*** Opening Document section ***

Young people who work long hours during the school year are more likely to let their grades slide and get involved in alcohol and drug abuse, according to the report Protecting Youth at Work: Health, Safety, and Development of Working Children and Adolescents in the United States.

The 318-page report was a joint effort of the National Research Council and the Institute of Medicine, two nonprofit groups under congressional charter to study science, technology, and health issues.

For More Information:
Protecting Youth at Work: Health, Safety, and Development of Working Children and Adolescents in the United States is available for $44.95 (plus $4 for shipping and handling) from National Academy Press. Call (202) 334-3133.

“The benefits of work experience accrue to young people at very low work intensity, a few hours a week. The negative consequences of working while enrolled in school become more pronounced above 20 hours a week,” said Stephen F. Hamilton, a member of the committee that wrote Protecting Youth at Work. He is a professor of human development and a co-director of the Cornell Youth and Work Program at Cornell University.

Secretary of Labor Alexis M. Herman said in a prepared statement that she welcomed the report’s conclusions.

“Whether you are a teenager working in a fast-food restaurant or a young farm worker, school must be your main job. We must do everything possible to reinforce this value,” Ms. Herman said.

The Fair Labor Standards Act of 1938 gives the Labor Department the authority to limit work hours only for children under 16. The report says Congress should expand that authority to include 16- and 17-year-olds.

State laws on children’s work hours vary. Twenty states limit the number of hours young people ages 16 and 17 may work.

*** Closing Document section ***
*** Opening Supplied material ***

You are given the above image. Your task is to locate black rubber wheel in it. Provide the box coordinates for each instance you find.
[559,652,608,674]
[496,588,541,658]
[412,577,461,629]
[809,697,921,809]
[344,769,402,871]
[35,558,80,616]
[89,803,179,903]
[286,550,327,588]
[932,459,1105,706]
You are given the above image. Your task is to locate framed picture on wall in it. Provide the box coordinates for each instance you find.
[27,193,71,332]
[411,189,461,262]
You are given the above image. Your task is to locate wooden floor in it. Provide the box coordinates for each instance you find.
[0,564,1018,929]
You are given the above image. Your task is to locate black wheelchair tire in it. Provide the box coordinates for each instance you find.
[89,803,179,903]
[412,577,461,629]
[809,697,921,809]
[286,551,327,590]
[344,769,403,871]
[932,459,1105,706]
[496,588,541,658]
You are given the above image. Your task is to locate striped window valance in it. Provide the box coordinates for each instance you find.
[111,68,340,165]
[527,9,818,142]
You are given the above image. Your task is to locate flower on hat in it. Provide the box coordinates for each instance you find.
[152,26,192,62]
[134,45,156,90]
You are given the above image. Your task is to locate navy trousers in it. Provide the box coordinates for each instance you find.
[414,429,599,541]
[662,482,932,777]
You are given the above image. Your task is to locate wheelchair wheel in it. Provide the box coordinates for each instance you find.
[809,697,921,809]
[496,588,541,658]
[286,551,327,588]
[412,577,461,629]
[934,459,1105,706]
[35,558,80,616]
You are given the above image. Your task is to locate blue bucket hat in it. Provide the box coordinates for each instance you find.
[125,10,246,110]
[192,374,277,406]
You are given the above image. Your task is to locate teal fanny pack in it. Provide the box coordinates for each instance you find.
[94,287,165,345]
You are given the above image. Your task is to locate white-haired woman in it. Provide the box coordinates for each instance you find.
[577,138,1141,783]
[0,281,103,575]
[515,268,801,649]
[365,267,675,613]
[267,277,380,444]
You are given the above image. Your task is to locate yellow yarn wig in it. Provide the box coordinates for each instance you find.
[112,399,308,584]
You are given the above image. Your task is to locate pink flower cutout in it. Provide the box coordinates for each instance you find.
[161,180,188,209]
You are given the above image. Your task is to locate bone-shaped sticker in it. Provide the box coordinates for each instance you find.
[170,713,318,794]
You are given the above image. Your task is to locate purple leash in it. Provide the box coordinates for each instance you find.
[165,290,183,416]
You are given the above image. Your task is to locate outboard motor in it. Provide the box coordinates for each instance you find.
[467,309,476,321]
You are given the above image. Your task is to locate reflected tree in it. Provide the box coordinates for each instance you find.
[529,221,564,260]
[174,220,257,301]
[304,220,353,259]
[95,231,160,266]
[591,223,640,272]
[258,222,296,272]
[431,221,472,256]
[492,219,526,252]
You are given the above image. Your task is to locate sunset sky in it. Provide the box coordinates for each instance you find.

*** Closing Supplied material ***

● **Work task A**
According to the youth work report, which two groups produced it?
● **Work task B**
Extend the youth work report past its final sentence.
The listing comes from a separate source and has no connection to the youth work report.

● **Output A**
The National Research Council and the Institute of Medicine.

● **Output B**
About 80 percent of teenagers work at some time during the school year during their junior or senior years, according to three surveys cited in the report that were published in 1992 and 1995.

Seventeen-year-olds with jobs put in 18 hours of work on average per week during the school year and 26 hours per week during the summer, according to a 1995 survey by the Bureau of the Census for the Bureau of Labor Statistics.

School-to-Work Efforts

The new report notes that work can have positive benefits for students, including teaching promptness and responsibility. It also recommends that an exception be made for high-quality school-to-work programs.

The committee is targeting “jobs whose principal benefit is earning money, not jobs teaching [young people] skills that they will use for the future,” Mr. Hamilton explained.

John F. Jennings, the director of the Washington-based Center on Education Policy, said the report’s recommendation for limiting the number of hours that students work is a good idea.

“Kids are concentrating too much on getting more money for clothes and activities and are neglecting their education,” he said.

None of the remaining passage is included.